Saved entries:
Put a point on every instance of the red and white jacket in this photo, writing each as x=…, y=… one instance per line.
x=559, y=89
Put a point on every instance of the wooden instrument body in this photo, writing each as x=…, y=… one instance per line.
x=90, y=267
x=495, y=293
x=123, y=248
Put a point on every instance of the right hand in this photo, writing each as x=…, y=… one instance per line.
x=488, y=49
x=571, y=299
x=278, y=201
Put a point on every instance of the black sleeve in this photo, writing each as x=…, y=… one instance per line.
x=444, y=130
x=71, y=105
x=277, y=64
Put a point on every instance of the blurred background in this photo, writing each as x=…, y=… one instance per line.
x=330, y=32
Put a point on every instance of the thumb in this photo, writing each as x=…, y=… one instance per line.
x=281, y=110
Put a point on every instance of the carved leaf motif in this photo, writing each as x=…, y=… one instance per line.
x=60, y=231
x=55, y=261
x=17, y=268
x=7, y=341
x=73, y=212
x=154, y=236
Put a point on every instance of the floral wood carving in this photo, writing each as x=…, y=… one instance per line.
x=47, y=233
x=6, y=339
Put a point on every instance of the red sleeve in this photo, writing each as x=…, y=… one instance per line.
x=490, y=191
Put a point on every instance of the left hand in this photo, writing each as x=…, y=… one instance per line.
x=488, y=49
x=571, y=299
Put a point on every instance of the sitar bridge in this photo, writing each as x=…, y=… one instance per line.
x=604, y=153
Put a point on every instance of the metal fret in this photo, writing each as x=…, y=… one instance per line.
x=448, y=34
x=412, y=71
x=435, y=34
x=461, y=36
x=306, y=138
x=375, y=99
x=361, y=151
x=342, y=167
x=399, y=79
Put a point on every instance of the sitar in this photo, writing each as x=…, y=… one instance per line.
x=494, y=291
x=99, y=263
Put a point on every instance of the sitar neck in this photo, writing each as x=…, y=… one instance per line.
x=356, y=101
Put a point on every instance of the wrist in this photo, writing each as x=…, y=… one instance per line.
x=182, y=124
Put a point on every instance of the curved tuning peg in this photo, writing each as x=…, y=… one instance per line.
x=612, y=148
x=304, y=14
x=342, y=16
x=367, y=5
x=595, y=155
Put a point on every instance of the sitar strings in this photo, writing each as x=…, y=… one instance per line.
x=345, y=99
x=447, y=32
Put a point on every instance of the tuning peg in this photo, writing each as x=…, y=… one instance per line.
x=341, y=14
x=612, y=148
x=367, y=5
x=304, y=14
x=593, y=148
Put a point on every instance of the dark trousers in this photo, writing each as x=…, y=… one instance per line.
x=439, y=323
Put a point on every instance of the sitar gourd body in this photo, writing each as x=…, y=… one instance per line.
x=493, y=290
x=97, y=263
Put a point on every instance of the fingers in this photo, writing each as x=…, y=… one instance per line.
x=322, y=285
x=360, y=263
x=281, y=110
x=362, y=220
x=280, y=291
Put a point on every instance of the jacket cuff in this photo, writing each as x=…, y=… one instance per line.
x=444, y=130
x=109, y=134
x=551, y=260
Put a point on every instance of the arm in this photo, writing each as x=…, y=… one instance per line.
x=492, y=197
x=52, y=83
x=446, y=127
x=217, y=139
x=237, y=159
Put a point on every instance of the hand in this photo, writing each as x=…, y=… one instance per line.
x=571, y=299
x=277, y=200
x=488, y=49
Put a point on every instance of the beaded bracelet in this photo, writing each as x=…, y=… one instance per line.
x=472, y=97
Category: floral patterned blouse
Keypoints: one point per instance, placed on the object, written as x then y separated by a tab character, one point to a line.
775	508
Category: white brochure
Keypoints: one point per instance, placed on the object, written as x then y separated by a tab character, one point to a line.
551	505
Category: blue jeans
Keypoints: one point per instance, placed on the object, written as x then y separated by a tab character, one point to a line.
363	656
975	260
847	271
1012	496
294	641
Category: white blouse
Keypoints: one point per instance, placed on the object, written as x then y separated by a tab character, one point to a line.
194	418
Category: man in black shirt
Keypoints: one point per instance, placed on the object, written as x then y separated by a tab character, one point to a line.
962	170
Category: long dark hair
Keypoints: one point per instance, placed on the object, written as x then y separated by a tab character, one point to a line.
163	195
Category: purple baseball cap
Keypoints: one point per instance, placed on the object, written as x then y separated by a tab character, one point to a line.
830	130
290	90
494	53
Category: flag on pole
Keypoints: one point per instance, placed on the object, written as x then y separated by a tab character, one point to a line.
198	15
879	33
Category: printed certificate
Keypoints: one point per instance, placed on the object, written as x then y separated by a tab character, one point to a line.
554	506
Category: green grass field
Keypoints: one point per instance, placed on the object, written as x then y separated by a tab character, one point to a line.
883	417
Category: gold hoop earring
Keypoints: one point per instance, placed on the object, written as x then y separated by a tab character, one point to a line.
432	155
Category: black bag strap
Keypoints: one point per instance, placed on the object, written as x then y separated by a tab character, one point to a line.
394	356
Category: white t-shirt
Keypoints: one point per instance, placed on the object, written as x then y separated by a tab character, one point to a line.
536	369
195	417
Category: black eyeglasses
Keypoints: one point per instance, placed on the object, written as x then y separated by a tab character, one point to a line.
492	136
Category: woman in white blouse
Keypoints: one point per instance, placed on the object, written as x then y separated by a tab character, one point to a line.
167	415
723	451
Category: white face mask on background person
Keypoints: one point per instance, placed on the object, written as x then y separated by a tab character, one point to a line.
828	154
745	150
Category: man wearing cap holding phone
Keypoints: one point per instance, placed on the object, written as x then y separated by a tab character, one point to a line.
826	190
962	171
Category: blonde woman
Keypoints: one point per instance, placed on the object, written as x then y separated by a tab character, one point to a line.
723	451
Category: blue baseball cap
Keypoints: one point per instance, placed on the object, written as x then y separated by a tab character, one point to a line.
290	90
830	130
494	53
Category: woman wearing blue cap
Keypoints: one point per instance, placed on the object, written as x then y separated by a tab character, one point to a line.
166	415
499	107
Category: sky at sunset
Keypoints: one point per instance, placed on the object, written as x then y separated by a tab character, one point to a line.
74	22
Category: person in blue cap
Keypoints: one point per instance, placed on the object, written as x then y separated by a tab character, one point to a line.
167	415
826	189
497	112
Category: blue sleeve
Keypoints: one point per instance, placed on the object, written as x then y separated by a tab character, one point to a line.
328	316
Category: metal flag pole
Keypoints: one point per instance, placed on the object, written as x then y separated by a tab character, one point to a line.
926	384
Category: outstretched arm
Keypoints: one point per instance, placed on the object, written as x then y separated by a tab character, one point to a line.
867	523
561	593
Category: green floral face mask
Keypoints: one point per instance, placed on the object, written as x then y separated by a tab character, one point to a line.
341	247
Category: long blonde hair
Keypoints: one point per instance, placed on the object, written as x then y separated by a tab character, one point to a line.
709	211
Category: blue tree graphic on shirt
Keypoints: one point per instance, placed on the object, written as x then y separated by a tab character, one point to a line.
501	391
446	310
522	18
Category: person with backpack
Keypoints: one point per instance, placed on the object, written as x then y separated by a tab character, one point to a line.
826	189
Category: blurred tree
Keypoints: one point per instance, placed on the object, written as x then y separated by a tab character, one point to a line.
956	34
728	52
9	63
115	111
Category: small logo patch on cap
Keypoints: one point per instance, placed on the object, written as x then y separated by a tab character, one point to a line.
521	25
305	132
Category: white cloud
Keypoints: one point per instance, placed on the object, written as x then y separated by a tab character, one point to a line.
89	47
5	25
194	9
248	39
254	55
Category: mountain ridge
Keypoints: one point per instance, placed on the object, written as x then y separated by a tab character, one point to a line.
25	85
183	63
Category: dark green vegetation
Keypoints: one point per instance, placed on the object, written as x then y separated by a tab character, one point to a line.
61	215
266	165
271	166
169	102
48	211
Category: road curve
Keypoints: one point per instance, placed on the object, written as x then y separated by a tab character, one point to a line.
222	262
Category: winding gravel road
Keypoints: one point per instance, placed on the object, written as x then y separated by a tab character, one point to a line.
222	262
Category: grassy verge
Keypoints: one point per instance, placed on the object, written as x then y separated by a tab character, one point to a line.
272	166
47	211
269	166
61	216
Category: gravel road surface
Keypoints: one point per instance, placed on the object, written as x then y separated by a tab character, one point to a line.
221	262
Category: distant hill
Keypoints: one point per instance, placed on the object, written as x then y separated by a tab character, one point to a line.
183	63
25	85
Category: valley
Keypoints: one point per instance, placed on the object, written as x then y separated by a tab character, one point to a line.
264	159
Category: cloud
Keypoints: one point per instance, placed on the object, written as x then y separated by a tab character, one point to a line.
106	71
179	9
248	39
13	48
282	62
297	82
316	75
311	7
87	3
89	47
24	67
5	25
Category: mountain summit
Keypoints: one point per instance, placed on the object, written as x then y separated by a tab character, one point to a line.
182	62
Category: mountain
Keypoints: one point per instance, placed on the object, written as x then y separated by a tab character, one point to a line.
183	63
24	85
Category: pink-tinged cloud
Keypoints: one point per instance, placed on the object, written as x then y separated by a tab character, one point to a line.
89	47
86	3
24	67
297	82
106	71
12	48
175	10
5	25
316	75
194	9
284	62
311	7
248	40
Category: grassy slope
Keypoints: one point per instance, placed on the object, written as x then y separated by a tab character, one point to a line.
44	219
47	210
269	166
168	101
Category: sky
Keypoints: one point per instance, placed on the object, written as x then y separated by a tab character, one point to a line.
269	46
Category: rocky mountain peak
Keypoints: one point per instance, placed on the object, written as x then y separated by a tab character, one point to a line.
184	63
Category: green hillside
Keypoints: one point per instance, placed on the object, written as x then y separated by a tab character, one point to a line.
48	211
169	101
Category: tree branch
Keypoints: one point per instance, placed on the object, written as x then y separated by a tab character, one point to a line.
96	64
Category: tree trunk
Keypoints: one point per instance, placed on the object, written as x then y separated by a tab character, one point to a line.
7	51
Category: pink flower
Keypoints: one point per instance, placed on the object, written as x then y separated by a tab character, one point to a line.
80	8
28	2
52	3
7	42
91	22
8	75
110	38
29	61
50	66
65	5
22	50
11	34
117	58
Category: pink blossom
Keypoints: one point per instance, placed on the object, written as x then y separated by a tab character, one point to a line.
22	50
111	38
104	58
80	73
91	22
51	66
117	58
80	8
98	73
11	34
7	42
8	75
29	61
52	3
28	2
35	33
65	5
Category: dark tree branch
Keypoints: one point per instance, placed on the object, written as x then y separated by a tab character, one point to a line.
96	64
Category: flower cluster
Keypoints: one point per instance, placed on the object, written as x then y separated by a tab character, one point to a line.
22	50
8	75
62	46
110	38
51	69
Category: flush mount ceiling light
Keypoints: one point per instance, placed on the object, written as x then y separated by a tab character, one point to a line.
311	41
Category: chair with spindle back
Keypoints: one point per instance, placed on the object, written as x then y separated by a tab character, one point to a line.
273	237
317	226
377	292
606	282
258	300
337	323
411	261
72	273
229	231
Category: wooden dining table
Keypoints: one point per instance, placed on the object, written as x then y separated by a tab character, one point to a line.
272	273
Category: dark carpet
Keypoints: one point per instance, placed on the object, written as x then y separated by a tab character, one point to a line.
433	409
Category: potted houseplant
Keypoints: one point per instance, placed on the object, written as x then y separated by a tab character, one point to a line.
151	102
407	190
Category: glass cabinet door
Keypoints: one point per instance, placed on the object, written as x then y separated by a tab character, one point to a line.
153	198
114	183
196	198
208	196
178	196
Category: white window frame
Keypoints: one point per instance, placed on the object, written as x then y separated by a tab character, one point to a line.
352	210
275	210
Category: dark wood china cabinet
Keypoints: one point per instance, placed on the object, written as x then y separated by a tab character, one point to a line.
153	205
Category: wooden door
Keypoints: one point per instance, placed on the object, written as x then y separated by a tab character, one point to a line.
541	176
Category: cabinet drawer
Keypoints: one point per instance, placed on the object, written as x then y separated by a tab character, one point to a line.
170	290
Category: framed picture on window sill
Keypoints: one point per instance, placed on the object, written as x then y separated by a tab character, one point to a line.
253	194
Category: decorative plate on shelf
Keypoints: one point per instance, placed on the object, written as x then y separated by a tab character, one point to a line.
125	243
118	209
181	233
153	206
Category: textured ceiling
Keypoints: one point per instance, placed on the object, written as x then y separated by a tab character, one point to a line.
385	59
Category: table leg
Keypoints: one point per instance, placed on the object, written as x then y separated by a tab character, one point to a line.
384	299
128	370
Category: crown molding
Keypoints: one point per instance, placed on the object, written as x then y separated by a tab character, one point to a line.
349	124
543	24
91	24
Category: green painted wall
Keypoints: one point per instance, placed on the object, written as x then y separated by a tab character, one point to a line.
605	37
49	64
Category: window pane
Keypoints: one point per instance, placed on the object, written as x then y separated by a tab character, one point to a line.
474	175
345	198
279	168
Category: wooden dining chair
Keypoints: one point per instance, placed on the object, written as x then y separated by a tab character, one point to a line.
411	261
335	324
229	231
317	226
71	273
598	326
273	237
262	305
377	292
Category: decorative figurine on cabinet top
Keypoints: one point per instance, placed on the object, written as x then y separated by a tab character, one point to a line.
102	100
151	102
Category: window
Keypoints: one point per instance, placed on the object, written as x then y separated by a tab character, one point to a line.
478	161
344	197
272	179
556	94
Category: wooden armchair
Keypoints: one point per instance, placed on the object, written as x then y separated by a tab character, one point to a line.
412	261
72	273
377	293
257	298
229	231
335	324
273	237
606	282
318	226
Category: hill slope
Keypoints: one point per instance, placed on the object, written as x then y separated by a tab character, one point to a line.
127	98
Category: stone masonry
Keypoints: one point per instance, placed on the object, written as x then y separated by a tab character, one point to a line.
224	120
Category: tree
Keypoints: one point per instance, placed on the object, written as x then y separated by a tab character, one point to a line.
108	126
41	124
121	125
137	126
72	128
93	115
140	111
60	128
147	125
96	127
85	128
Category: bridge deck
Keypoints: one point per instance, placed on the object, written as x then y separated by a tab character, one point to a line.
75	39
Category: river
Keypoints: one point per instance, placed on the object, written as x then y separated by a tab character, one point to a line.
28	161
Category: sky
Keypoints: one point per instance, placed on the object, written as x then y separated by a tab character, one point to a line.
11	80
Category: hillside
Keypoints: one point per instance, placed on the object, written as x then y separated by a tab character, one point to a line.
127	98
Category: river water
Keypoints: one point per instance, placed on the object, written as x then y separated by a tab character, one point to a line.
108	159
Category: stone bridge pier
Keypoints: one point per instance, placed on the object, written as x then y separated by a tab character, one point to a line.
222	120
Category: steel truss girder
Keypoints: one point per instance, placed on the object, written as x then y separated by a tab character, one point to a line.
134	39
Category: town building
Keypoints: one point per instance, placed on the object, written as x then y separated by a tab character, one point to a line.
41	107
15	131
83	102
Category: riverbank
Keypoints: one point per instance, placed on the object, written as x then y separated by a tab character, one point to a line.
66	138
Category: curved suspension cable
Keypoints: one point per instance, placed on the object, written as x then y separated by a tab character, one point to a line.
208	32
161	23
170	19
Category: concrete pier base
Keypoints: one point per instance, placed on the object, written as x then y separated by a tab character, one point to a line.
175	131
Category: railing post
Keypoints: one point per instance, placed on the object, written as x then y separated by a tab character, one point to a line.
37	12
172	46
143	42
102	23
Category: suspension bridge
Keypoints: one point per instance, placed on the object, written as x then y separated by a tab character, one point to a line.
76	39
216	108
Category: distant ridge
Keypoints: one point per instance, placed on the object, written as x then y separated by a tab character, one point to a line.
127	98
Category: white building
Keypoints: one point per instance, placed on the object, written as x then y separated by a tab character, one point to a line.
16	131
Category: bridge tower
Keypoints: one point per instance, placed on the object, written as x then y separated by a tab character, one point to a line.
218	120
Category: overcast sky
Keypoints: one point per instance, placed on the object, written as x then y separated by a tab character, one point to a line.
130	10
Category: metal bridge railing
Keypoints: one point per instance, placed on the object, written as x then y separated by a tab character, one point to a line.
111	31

## Task requirements
Above are the lines; repeat exactly the ones from the line containing "Category: green floral face mask" down to the line containing "Category: person with backpack", both inclusive.

## Result of the task
Category: green floral face mask
Keypoints: one point per instance, placed on the object, written as x then y separated by a tab character, one point to a line.
341	247
Category: long blonde hair
Keypoints: one point per instance, placed on the object, written as x then y separated by a tab character, one point to a line.
709	211
Category: blue tree graphic on shirt
Keypoints: one point per instance, placed on the object, written as x then y separated by a tab character, one point to a line.
501	391
446	310
522	18
Category: person with backpack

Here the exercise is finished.